··· TEXTABSCHNITT
In Wahrheit war nichts an diesen Gerüchten. Man hat zu wenig die wirkliche Lage bedacht. Hatte denn nicht der Papst bereits vor der UNO auf diese Erklärung hingewiesen? Außerdem, ich kann es nicht oft genug wiederholen, wird er die Fehler, die er im konziliaren Gespräch einmal gemacht hat, nicht nochmals begehen. Paul VI. am Ende der vierten Session ist nicht mehr völlig der Gleiche wie Paul VI. am Ende der dritten. Ich will den Text, der also nach aller Voraussicht gebilligt werden wird, jetzt nicht einer längeren Analyse unterziehen. Nur auf eines möchte ich hinweisen. Es liegt vor mir eine Umfrage, deren erster Punkt lautet: Besteht nicht der allgemeine Eindruck, daß der endgültige Text der Erklärung der religiösen Freiheit derart vermanscht wurde, daß er seinen Sinn, seine Pointe verloren hat? Damit wäre auch sein Wert für den ökumenischen Dialog größtenteils hinfällig.
······
● AUFGABE 1: Zitiere aus dem Textabschnitt über die Erklärung zur religiösen Freiheit genau das Stück, das bei den Worten „In Wahrheit war“ anfängt und nach „Dialog größtenteils hinfällig.“ aufhört.
● AUFGABE 2: Schreib den Textabschnitt über die Erklärung zur religiösen Freiheit nach seinem letzten Satz weiter.
··· DATENAUSZUG
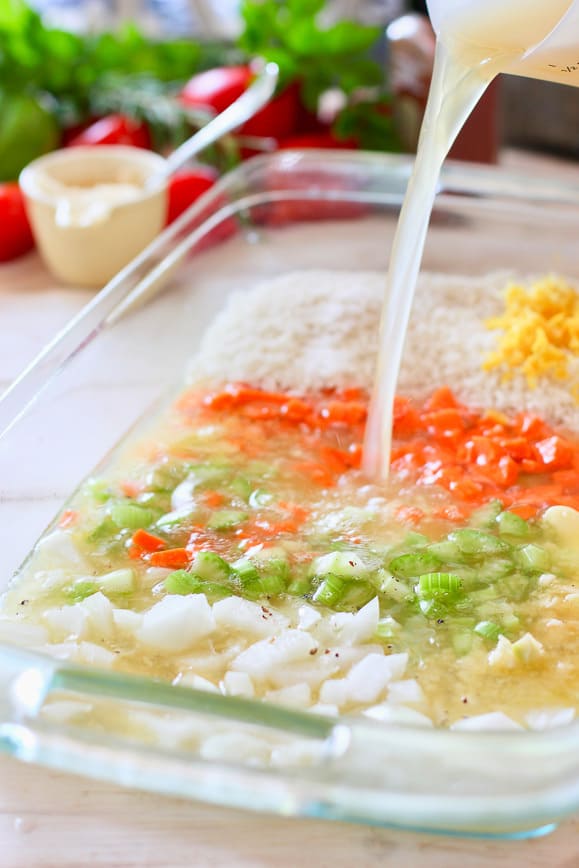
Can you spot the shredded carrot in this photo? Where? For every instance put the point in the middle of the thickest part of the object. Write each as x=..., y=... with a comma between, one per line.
x=174, y=559
x=148, y=542
x=409, y=514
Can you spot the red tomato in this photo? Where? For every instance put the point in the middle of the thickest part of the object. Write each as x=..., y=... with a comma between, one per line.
x=217, y=88
x=15, y=233
x=114, y=130
x=186, y=186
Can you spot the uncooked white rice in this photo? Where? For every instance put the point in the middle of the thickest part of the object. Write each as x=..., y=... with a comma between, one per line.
x=309, y=329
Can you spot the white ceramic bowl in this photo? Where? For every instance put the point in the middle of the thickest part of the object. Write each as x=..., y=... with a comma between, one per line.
x=86, y=236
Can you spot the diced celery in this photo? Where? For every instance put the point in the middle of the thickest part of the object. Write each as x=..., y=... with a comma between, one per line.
x=477, y=543
x=182, y=582
x=248, y=578
x=533, y=558
x=80, y=590
x=516, y=587
x=434, y=609
x=240, y=486
x=226, y=519
x=176, y=517
x=356, y=595
x=347, y=564
x=259, y=498
x=415, y=564
x=331, y=590
x=484, y=594
x=210, y=566
x=117, y=582
x=215, y=591
x=448, y=552
x=272, y=584
x=98, y=489
x=494, y=569
x=394, y=588
x=486, y=516
x=130, y=515
x=106, y=530
x=510, y=524
x=276, y=567
x=387, y=628
x=301, y=586
x=434, y=585
x=488, y=630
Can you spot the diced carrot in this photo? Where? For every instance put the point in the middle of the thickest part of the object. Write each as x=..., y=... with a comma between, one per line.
x=344, y=412
x=523, y=510
x=174, y=559
x=299, y=513
x=148, y=542
x=296, y=410
x=530, y=425
x=316, y=472
x=334, y=459
x=68, y=518
x=409, y=514
x=556, y=453
x=354, y=455
x=517, y=447
x=406, y=418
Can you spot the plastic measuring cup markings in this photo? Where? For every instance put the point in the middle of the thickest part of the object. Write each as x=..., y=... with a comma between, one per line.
x=534, y=38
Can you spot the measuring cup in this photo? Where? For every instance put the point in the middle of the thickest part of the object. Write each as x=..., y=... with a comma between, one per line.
x=117, y=196
x=534, y=38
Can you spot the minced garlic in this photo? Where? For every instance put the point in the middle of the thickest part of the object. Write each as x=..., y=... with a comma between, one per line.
x=540, y=331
······
● ANTWORT 1:
In Wahrheit war nichts an diesen Gerüchten. Man hat zu wenig die wirkliche Lage bedacht. Hatte denn nicht der Papst bereits vor der UNO auf diese Erklärung hingewiesen? Außerdem, ich kann es nicht oft genug wiederholen, wird er die Fehler, die er im konziliaren Gespräch einmal gemacht hat, nicht nochmals begehen. Paul VI. am Ende der vierten Session ist nicht mehr völlig der Gleiche wie Paul VI. am Ende der dritten. Ich will den Text, der also nach aller Voraussicht gebilligt werden wird, jetzt nicht einer längeren Analyse unterziehen. Nur auf eines möchte ich hinweisen. Es liegt vor mir eine Umfrage, deren erster Punkt lautet: Besteht nicht der allgemeine Eindruck, daß der endgültige Text der Erklärung der religiösen Freiheit derart vermanscht wurde, daß er seinen Sinn, seine Pointe verloren hat? Damit wäre auch sein Wert für den ökumenischen Dialog größtenteils hinfällig.

● ANTWORT 2:
Achtung vor der Menschenwürde

Ich würde es sehr bedauern, wenn dieser Eindruck allgemein wäre. Er kann meines Erachtens nur bei Lesern entstehen, die nach der ersten einleitenden Seite die ganze Erklärung mißvergnügt beiseite legen. Dort wird nämlich der Versuch, Altes und Neues zu verbinden, gemacht. Vielen Bischöfen schien nämlich hier ein Widerspruch vorzuliegen. In Wahrheit aber besteht er nicht, denn die religiöse Freiheit folgt nicht aus der Relativität der Wahrheit oder daraus, daß jede Religion ein Stück derselben enthalten und keine sie ganz besitzen würde, sondern unabhängig von dieser Frage aus der Würde der menschlichen Person, die nach der Wahrheit zu suchen verpflichtet ist, woran sie keine irdische Gewalt durch Zwangsmittel hindern kann. Diese Achtung vor der Menschenwürde bringt es mit sich, daß die religiöse Freiheit überall bestehen muß, ganz gleich, ob es sich um eine pluralistische Gesellschaft mit vielen Religionen und Bekenntnissen oder um rein katholische Staaten wie etwa Spanien oder die Philippinen handelt.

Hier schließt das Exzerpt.